::: DATA FOR THIS TASK
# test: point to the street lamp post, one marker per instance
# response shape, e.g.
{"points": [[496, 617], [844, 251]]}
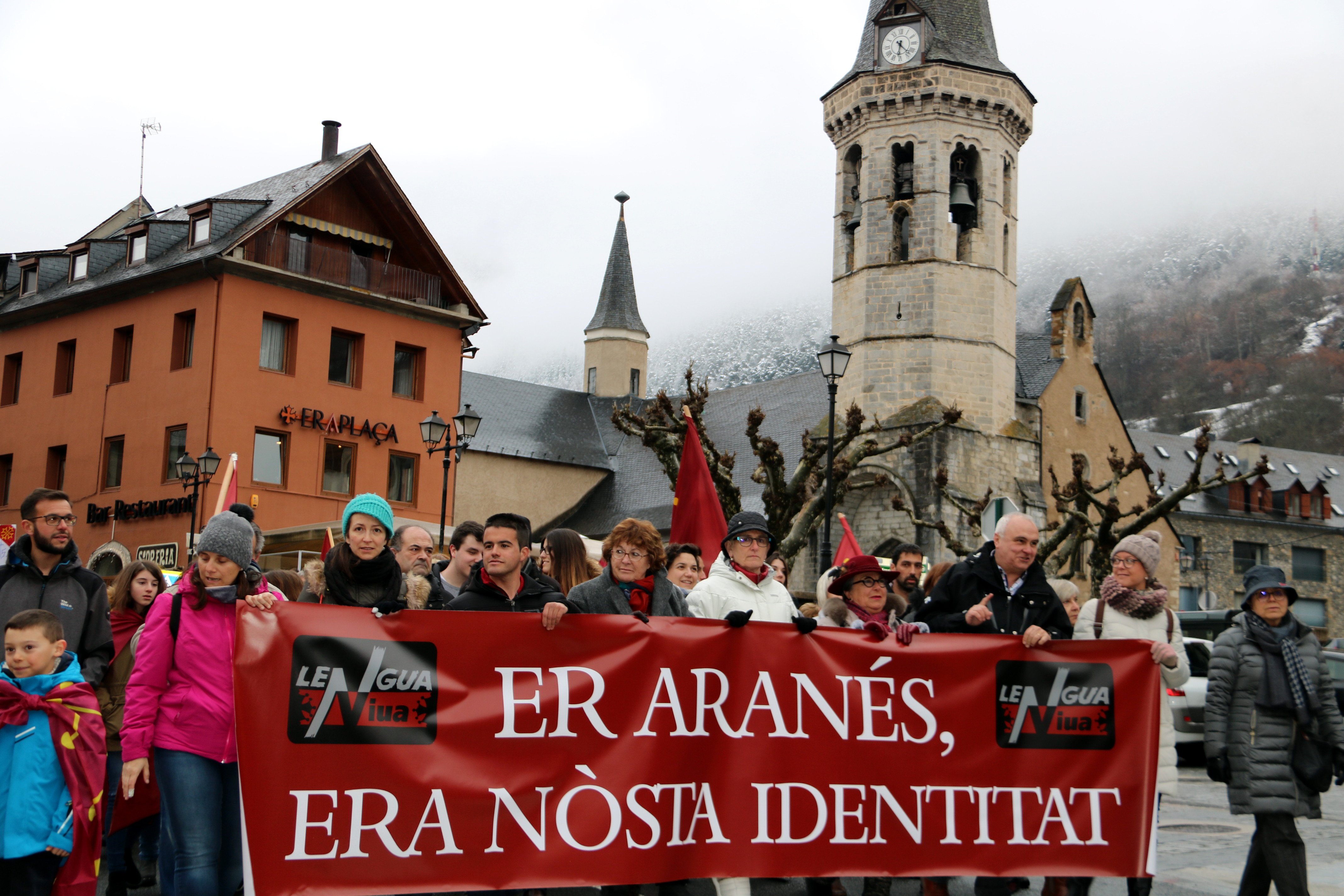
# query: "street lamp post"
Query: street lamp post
{"points": [[432, 432], [834, 359], [195, 475]]}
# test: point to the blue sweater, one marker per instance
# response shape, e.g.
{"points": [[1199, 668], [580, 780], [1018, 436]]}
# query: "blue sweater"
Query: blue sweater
{"points": [[34, 798]]}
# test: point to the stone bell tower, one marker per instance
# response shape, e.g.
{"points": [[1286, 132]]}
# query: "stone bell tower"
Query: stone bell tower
{"points": [[616, 343], [928, 127]]}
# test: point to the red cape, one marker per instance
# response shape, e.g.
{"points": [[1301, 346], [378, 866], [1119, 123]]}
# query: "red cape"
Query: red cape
{"points": [[81, 749]]}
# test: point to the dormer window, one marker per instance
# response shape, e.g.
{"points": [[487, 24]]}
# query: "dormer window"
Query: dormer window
{"points": [[201, 230]]}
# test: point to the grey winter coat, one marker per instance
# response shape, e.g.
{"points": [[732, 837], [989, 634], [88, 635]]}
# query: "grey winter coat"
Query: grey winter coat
{"points": [[77, 597], [604, 596], [1258, 741]]}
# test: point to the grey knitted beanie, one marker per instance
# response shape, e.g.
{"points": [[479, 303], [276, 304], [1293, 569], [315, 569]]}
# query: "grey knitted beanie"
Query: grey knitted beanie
{"points": [[1147, 547], [229, 535]]}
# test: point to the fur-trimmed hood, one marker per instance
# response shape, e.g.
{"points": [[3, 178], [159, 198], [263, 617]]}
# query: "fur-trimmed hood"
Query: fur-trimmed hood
{"points": [[416, 589], [837, 613]]}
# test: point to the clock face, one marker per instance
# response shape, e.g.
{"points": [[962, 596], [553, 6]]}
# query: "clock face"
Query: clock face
{"points": [[901, 45]]}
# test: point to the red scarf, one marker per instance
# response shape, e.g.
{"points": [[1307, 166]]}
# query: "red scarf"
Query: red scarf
{"points": [[878, 619], [78, 737], [126, 624], [640, 593], [759, 577]]}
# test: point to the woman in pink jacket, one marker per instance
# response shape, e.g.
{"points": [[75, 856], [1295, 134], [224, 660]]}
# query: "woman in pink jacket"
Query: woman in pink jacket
{"points": [[181, 703]]}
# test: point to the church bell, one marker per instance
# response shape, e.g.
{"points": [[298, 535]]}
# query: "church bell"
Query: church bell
{"points": [[960, 197]]}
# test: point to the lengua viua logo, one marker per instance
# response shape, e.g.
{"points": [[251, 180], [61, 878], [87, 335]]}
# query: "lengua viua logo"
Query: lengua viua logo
{"points": [[353, 691], [1056, 706]]}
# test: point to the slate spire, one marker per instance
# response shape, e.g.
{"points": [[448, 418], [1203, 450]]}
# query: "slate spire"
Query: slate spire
{"points": [[616, 305]]}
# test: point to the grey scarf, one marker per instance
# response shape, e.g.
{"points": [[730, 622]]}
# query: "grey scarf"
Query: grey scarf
{"points": [[1284, 684]]}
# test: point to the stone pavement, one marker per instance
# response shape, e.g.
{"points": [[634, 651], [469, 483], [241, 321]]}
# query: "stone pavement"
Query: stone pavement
{"points": [[1201, 851]]}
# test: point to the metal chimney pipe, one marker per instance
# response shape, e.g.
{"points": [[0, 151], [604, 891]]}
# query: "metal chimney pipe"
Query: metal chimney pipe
{"points": [[331, 137]]}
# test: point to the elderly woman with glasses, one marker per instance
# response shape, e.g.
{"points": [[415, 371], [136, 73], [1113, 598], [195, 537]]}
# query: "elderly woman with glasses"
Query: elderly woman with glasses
{"points": [[635, 580]]}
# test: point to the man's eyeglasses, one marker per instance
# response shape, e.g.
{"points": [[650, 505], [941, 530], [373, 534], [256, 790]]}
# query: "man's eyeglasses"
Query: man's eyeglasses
{"points": [[56, 519]]}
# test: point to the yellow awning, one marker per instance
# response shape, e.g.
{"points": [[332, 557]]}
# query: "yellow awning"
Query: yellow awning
{"points": [[340, 230]]}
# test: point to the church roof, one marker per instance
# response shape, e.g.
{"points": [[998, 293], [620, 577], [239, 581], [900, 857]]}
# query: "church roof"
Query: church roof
{"points": [[960, 33], [616, 305]]}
::::::
**TASK:**
Reproduce the material word for word, starting at the line containing "# test: point to the church roof, one" and ending with the last line of the material, both included.

**RESPONSE TO THIS TASK:**
# test: point to the church roof, one marker per instance
# response shape, e.g.
{"points": [[998, 293], [620, 577], [239, 581], [900, 857]]}
# query: "church roof"
Query: church roof
{"points": [[960, 33], [616, 305]]}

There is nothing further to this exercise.